### What the task requires
Copy the lines without changes, starting from the line that contains "water, I would be grateful." and ending with the line that contains "[[[23,150],[17,149],[3,161],[4,175],[66,175],[70,171],[69,150]]]", both of those lines included.

### Extracted material
****************
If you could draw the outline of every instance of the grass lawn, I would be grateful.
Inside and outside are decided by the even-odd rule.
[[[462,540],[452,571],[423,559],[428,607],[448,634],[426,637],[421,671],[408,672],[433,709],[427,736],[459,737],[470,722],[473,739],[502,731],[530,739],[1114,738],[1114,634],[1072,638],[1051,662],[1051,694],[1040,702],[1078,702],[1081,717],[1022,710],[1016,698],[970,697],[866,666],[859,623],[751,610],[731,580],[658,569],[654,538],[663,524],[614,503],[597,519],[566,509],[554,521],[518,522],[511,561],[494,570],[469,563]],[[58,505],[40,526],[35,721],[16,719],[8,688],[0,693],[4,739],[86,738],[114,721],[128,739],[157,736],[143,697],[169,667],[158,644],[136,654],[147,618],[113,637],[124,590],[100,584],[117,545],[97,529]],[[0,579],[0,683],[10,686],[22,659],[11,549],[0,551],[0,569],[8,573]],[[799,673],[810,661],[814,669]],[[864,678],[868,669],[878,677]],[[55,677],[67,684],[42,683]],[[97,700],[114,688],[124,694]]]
****************
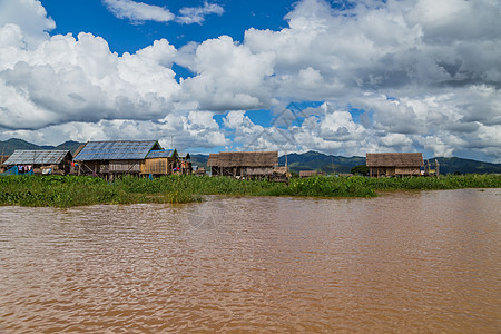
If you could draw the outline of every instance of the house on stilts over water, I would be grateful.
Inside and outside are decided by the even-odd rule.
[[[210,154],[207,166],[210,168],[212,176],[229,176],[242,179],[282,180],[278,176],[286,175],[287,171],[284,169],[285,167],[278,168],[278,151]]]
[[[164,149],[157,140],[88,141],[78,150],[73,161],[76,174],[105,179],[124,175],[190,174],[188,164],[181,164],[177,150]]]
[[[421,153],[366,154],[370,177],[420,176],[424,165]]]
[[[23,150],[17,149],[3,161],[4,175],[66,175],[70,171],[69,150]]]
****************
### Solution to the problem
If you could draw the outline of every instance of the house on stilts over water, I would be grateful.
Inside and outside are decided by the even-odd rule.
[[[210,154],[207,166],[210,168],[212,176],[229,176],[242,179],[282,180],[278,176],[286,175],[287,171],[284,169],[285,167],[278,168],[278,151]]]
[[[164,149],[157,140],[88,141],[78,150],[73,161],[76,174],[105,179],[124,175],[190,174],[188,164],[181,164],[177,150]]]
[[[421,153],[366,154],[370,177],[420,176],[424,165]]]
[[[23,150],[17,149],[3,161],[4,175],[66,175],[70,171],[69,150]]]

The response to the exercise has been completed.